------ TEXT PASSAGE ------

Euribor

Bonds
intermediate
12 min read
Updated Feb 20, 2024

What Is Euribor?

Euribor, or the Euro Interbank Offered Rate, is the daily reference rate based on the average interest rates at which Eurozone banks offer to lend unsecured funds to other banks in the euro wholesale money market.

Euribor (Euro Interbank Offered Rate) is one of the most important financial benchmarks in the world. It represents the interest rate at which a prime bank is willing to lend funds in euros to another prime bank. Published daily at 11:00 AM Central European Time (CET), it serves as a barometer for the health of the Eurozone banking system and the cost of credit in the economy. The rate is critical because it underpins a massive volume of financial products. For consumers in many European countries (like Spain, Italy, and Portugal), variable-rate mortgages are often directly indexed to the 12-month or 3-month Euribor. If Euribor rises, their monthly mortgage payments increase; if it falls, payments decrease. For corporations, Euribor determines the interest payments on floating-rate loans and bonds. In the derivatives market, Euribor is the reference rate for interest rate swaps, futures, and options. Traders use these instruments to hedge against interest rate risk or speculate on future monetary policy moves by the European Central Bank (ECB). While the ECB sets the official "policy rates," Euribor reflects the actual market conditions—liquidity, credit risk, and supply/demand—in the interbank market. It is the real-world application of monetary policy, dictating the actual price of money for banks.

------

- _DO THIS_: Repeat the Euribor article's wording from "What Is Euribor?" to "wholesale money market.". The records that come after the Euribor article are separate material.

------ PROVIDED RECORDS ------

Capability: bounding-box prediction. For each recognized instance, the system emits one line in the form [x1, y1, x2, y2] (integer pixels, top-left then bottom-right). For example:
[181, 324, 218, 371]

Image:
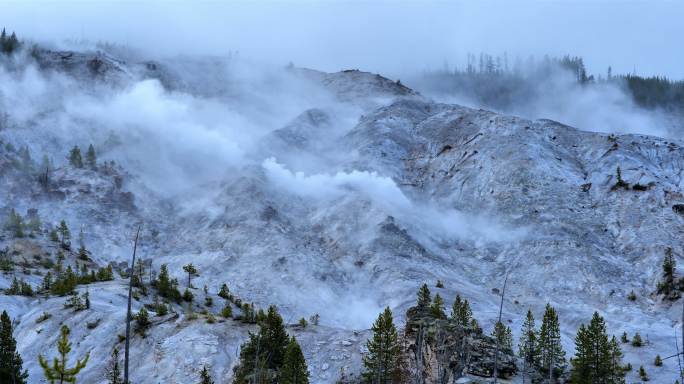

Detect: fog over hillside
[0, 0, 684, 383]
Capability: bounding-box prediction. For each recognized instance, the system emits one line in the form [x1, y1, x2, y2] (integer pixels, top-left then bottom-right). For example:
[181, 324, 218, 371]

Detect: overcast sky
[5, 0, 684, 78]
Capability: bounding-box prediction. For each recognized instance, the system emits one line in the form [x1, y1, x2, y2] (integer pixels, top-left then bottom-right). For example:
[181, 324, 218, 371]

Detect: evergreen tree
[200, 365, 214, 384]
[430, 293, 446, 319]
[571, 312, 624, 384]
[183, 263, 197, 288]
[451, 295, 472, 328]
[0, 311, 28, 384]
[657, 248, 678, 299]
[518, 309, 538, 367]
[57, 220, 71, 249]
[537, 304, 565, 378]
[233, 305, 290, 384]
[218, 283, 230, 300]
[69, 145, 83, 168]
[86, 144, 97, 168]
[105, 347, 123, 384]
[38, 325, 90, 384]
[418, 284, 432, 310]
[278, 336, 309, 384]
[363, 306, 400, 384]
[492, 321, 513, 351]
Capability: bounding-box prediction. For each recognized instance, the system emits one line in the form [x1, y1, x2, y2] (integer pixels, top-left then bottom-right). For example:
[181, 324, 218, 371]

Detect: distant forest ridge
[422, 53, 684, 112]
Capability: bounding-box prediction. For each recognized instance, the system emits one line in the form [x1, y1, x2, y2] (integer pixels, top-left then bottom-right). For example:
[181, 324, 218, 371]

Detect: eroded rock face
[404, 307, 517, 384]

------

- _OUTPUT OF THE TASK_:
What Is Euribor?

Euribor, or the Euro Interbank Offered Rate, is the daily reference rate based on the average interest rates at which Eurozone banks offer to lend unsecured funds to other banks in the euro wholesale money market.